▸ **WHAT IS ASKED**
From the line containing "campsite with a point." down to the last line of the material, return those lines verbatim and only those.

--- Begin ---

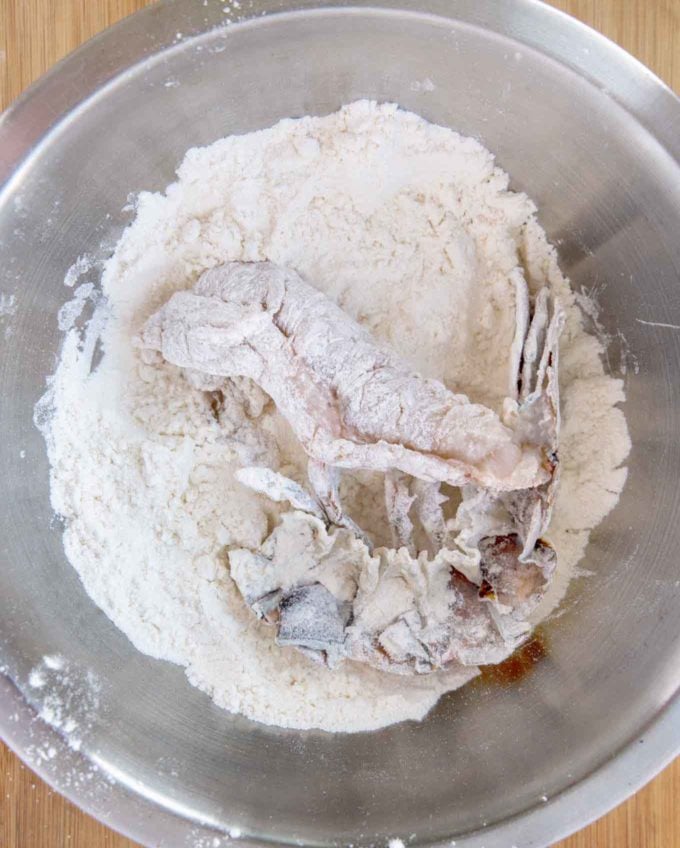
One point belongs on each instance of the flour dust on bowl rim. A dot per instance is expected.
(592, 137)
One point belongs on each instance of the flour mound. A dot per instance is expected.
(411, 229)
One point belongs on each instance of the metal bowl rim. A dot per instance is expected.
(643, 756)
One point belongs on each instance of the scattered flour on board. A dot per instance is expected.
(412, 230)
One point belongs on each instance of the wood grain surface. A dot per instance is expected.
(36, 33)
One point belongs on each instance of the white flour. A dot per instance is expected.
(412, 230)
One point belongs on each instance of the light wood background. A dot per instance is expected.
(36, 33)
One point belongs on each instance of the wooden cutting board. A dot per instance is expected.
(36, 33)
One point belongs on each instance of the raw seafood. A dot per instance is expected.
(354, 404)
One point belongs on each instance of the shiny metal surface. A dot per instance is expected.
(594, 138)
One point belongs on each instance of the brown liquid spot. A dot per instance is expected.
(520, 664)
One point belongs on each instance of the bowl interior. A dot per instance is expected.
(609, 197)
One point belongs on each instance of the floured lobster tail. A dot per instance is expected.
(460, 597)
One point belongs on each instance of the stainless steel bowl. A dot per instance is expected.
(594, 138)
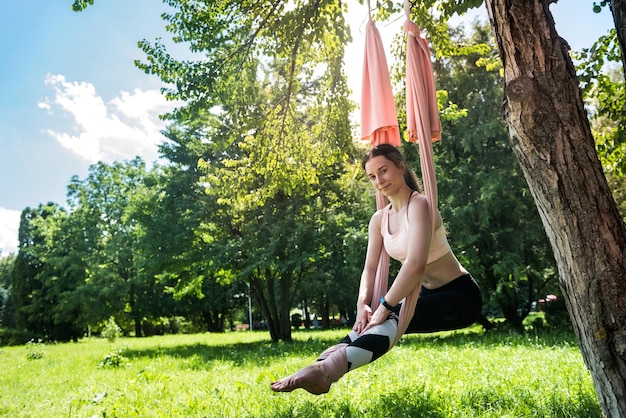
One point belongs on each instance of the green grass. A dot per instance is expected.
(457, 374)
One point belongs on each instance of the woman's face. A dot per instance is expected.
(384, 175)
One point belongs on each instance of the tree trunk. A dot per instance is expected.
(551, 137)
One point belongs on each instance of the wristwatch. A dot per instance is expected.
(385, 304)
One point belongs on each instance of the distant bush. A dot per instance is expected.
(35, 349)
(111, 331)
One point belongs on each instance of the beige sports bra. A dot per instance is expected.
(396, 244)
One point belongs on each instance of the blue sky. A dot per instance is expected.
(70, 94)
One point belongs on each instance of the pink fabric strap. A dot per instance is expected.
(424, 127)
(379, 119)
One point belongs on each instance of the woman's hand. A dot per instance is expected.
(378, 317)
(363, 315)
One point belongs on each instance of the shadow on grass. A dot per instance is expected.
(259, 353)
(263, 353)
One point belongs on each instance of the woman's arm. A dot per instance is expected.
(368, 276)
(412, 271)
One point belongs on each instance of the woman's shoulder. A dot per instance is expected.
(418, 199)
(377, 217)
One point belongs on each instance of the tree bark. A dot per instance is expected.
(550, 134)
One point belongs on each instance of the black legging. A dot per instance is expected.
(452, 306)
(455, 305)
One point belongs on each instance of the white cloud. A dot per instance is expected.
(123, 128)
(9, 225)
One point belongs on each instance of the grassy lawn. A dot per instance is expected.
(455, 374)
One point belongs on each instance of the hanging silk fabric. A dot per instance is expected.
(423, 126)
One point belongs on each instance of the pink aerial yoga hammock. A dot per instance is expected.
(423, 126)
(379, 124)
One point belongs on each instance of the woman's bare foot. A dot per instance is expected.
(314, 379)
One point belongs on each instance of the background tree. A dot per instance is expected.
(551, 138)
(40, 289)
(7, 311)
(489, 211)
(101, 205)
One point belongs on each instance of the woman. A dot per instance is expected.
(449, 297)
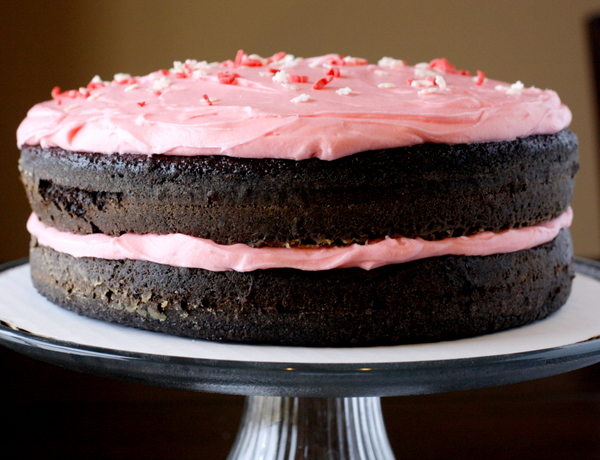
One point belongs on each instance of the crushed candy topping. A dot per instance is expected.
(301, 98)
(321, 83)
(227, 78)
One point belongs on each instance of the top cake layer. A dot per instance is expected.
(293, 108)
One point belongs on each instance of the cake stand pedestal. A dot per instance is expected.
(308, 410)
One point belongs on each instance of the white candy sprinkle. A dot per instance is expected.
(391, 63)
(515, 88)
(301, 98)
(161, 84)
(440, 81)
(119, 77)
(281, 77)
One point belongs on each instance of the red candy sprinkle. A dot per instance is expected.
(276, 57)
(320, 84)
(480, 78)
(298, 78)
(227, 78)
(444, 65)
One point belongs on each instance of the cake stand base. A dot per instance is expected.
(291, 428)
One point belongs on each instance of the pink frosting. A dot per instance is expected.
(197, 109)
(187, 251)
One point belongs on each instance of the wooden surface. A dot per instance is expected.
(55, 413)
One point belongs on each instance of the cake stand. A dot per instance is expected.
(304, 403)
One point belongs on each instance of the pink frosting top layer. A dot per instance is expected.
(187, 251)
(283, 107)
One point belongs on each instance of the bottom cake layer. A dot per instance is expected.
(426, 300)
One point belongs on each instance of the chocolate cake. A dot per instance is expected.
(318, 202)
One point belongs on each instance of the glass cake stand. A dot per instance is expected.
(301, 409)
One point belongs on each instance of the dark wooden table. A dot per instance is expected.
(54, 413)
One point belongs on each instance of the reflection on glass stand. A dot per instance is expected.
(310, 410)
(290, 428)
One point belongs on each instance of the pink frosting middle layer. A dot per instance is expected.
(186, 251)
(326, 107)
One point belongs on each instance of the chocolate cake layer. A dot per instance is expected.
(429, 191)
(431, 299)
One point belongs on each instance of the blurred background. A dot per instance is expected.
(47, 43)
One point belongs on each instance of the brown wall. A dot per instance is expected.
(65, 43)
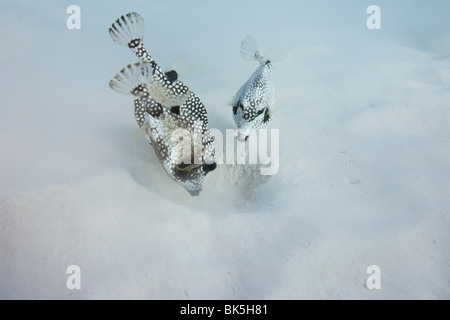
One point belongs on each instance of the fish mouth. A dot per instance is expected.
(195, 193)
(240, 139)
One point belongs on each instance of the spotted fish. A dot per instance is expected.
(254, 103)
(172, 117)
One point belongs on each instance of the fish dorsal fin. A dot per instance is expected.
(274, 54)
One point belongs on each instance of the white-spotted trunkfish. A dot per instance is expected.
(172, 117)
(254, 103)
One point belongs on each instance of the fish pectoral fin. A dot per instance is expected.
(175, 94)
(139, 132)
(131, 77)
(188, 168)
(179, 67)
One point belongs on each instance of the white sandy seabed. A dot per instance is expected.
(364, 173)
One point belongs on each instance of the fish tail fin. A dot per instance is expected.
(131, 77)
(128, 29)
(250, 50)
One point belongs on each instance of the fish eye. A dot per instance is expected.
(209, 167)
(172, 75)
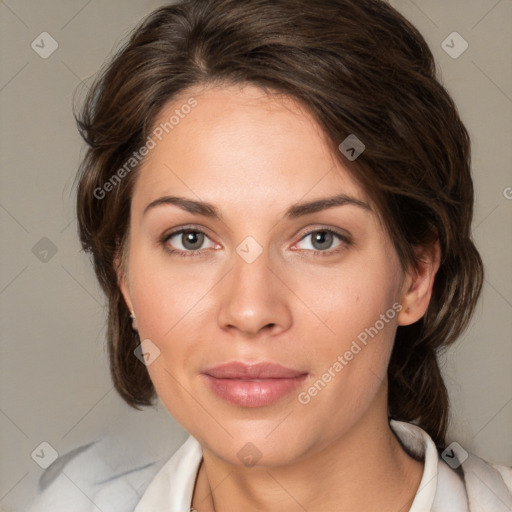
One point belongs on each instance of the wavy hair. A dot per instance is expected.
(359, 67)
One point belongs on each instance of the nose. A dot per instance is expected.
(254, 298)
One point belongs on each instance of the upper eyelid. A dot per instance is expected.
(201, 229)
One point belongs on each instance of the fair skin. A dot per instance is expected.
(254, 156)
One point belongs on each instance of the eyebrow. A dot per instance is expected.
(297, 210)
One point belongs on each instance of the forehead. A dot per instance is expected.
(241, 147)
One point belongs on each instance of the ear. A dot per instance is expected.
(418, 284)
(122, 281)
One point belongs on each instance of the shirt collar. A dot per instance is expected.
(172, 487)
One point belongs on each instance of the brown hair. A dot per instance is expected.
(359, 68)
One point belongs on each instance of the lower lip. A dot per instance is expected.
(253, 393)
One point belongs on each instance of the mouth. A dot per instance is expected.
(253, 385)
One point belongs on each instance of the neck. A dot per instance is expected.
(360, 471)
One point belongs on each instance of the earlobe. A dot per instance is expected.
(419, 283)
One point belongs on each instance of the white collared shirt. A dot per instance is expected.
(91, 478)
(441, 488)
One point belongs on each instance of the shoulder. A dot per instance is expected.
(488, 485)
(84, 480)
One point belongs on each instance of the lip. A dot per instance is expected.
(252, 385)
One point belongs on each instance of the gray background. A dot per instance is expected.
(54, 378)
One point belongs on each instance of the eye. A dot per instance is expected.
(185, 242)
(322, 241)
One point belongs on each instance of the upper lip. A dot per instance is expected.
(247, 371)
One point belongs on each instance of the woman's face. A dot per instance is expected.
(271, 284)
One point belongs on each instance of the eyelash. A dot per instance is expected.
(346, 241)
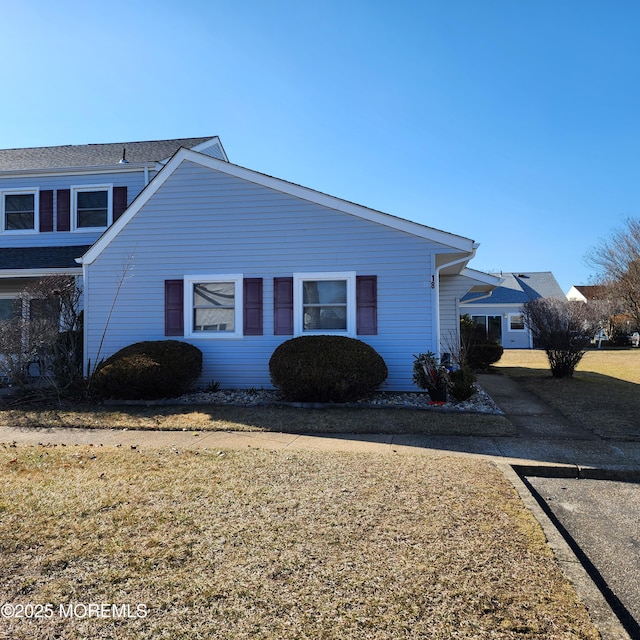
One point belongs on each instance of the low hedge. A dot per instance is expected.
(326, 369)
(148, 370)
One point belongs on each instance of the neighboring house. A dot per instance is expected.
(500, 311)
(586, 293)
(173, 240)
(55, 202)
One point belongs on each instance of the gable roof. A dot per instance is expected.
(97, 155)
(591, 292)
(519, 287)
(451, 241)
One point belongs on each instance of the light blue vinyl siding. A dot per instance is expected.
(133, 180)
(452, 288)
(203, 221)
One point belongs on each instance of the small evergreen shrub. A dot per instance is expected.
(148, 370)
(326, 369)
(462, 383)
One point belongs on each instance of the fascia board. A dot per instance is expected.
(482, 277)
(37, 273)
(74, 171)
(400, 224)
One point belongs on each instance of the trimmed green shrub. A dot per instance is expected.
(326, 369)
(148, 370)
(462, 383)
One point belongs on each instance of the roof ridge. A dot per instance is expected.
(98, 144)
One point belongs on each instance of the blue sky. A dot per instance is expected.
(512, 122)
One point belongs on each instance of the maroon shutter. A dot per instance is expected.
(252, 302)
(46, 210)
(173, 307)
(283, 306)
(366, 305)
(119, 201)
(64, 209)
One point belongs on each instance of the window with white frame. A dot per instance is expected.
(10, 308)
(19, 211)
(92, 208)
(516, 322)
(324, 303)
(214, 305)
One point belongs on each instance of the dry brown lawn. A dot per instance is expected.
(267, 418)
(603, 395)
(263, 544)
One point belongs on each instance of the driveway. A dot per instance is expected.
(601, 521)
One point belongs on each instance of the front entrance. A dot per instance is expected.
(491, 325)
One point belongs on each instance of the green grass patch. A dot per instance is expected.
(603, 395)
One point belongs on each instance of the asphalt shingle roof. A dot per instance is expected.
(92, 155)
(16, 258)
(518, 288)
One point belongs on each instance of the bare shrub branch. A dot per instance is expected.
(563, 329)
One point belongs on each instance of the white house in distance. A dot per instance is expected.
(499, 311)
(172, 240)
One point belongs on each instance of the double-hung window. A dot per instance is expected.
(214, 306)
(19, 211)
(324, 303)
(516, 322)
(92, 208)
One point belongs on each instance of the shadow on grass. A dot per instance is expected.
(270, 418)
(606, 406)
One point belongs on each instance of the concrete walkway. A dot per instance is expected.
(546, 444)
(544, 439)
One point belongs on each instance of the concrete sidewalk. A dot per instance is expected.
(544, 439)
(546, 444)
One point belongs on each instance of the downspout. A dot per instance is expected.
(436, 285)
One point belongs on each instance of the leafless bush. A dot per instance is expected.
(617, 259)
(563, 329)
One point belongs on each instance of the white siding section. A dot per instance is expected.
(205, 221)
(510, 339)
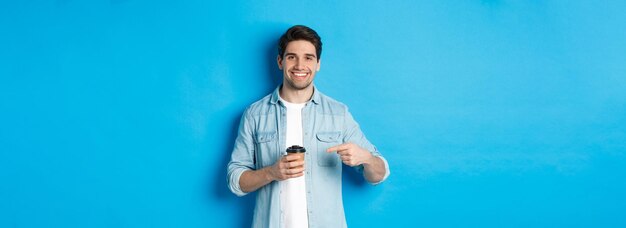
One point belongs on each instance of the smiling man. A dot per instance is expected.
(291, 191)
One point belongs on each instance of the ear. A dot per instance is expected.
(279, 60)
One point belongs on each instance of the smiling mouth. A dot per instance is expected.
(300, 75)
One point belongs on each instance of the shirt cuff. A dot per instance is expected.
(233, 180)
(386, 170)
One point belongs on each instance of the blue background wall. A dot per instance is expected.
(502, 113)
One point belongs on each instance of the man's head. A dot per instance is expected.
(299, 51)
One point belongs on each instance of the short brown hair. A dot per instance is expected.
(300, 32)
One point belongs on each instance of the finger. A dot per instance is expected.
(291, 157)
(338, 148)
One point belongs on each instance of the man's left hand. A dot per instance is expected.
(351, 154)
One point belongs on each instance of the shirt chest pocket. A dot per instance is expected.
(326, 140)
(266, 151)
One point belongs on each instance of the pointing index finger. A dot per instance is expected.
(337, 148)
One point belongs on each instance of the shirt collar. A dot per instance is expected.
(276, 95)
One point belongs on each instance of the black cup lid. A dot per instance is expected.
(296, 149)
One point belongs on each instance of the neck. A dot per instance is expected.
(296, 96)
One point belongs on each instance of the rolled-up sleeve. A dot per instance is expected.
(242, 157)
(354, 134)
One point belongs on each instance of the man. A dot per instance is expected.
(292, 192)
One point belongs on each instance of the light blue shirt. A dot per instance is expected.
(260, 143)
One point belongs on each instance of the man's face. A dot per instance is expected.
(299, 64)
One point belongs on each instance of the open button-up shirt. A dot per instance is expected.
(260, 143)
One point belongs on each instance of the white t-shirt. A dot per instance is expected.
(293, 190)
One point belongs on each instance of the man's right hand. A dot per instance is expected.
(289, 166)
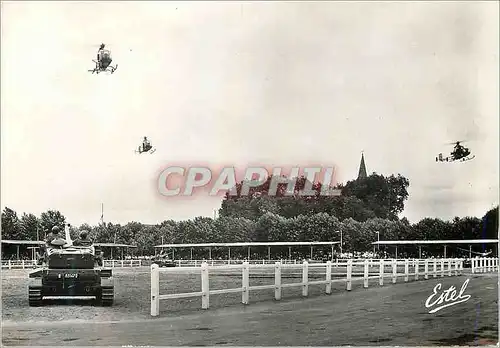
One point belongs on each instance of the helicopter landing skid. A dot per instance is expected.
(465, 159)
(149, 151)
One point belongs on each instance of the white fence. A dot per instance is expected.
(213, 262)
(483, 265)
(431, 267)
(24, 264)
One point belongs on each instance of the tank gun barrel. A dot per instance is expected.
(67, 236)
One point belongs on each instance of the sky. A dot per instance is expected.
(239, 83)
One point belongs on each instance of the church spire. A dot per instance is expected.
(362, 168)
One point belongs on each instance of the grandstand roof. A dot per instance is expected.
(40, 242)
(450, 241)
(249, 244)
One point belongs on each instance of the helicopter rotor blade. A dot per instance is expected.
(458, 141)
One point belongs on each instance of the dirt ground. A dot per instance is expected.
(393, 314)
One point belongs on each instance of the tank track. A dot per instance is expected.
(107, 296)
(35, 296)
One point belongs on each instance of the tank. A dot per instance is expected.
(163, 261)
(71, 272)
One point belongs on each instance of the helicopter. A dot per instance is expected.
(145, 147)
(459, 153)
(103, 62)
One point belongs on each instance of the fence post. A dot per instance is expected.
(367, 269)
(246, 283)
(155, 290)
(205, 297)
(394, 270)
(407, 270)
(381, 275)
(305, 276)
(417, 268)
(349, 275)
(328, 277)
(277, 281)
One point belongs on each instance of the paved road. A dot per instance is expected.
(388, 315)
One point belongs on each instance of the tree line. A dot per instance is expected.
(364, 207)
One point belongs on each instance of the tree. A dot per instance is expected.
(51, 219)
(11, 227)
(29, 227)
(384, 196)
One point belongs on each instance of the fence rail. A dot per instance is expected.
(483, 265)
(24, 264)
(431, 267)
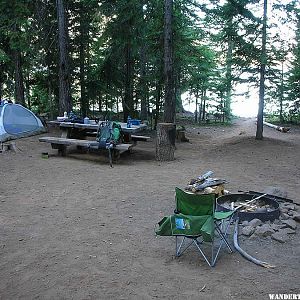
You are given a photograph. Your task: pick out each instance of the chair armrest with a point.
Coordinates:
(220, 215)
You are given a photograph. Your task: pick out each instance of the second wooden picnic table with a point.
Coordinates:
(81, 131)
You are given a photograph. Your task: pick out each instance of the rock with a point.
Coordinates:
(255, 222)
(284, 216)
(261, 210)
(245, 223)
(275, 191)
(264, 230)
(287, 231)
(276, 227)
(290, 223)
(248, 230)
(280, 237)
(289, 206)
(296, 217)
(283, 210)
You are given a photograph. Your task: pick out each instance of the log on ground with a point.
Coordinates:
(165, 141)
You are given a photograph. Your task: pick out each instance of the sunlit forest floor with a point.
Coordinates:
(74, 228)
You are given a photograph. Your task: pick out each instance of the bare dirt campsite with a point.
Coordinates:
(74, 228)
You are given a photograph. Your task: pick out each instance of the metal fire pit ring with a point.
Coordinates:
(248, 216)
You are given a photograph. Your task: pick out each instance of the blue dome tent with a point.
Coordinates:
(17, 121)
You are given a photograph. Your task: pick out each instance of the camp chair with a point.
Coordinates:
(108, 135)
(195, 222)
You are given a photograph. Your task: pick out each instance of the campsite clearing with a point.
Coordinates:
(74, 228)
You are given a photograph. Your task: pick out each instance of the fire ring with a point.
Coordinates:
(267, 209)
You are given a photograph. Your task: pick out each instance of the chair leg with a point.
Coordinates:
(197, 243)
(179, 252)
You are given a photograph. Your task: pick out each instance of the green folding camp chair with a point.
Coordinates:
(195, 222)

--- End ---

▸ **WRITTEN REPLY**
You are given a photograph. Your task: pick out each instance of the bare dirt campsite with a point.
Coordinates:
(74, 228)
You are given a photograph. Your task: pick out each instance of the metal fire pit ring with a point.
Coordinates:
(248, 216)
You are given a photograph. Your task: pick out each instance of the blue dome tent with a point.
Coordinates:
(17, 121)
You are given a photograph. Your task: pick out each instance of the camp chair with a point.
Coordinates:
(108, 135)
(195, 222)
You are given a photograph. Your task: pick out each instance of the campsite clearing with a point.
Coordinates:
(74, 228)
You are given a photograph. Your task: pick out each instance of the fire ring with a point.
Coordinates:
(267, 209)
You are given a photograph. Your task: pick out each instance of the chair leg with a point.
Coordinates:
(197, 243)
(179, 252)
You are given a photograph. Your task: pick out each instance of the green folding camp chair with a point.
Coordinates:
(195, 222)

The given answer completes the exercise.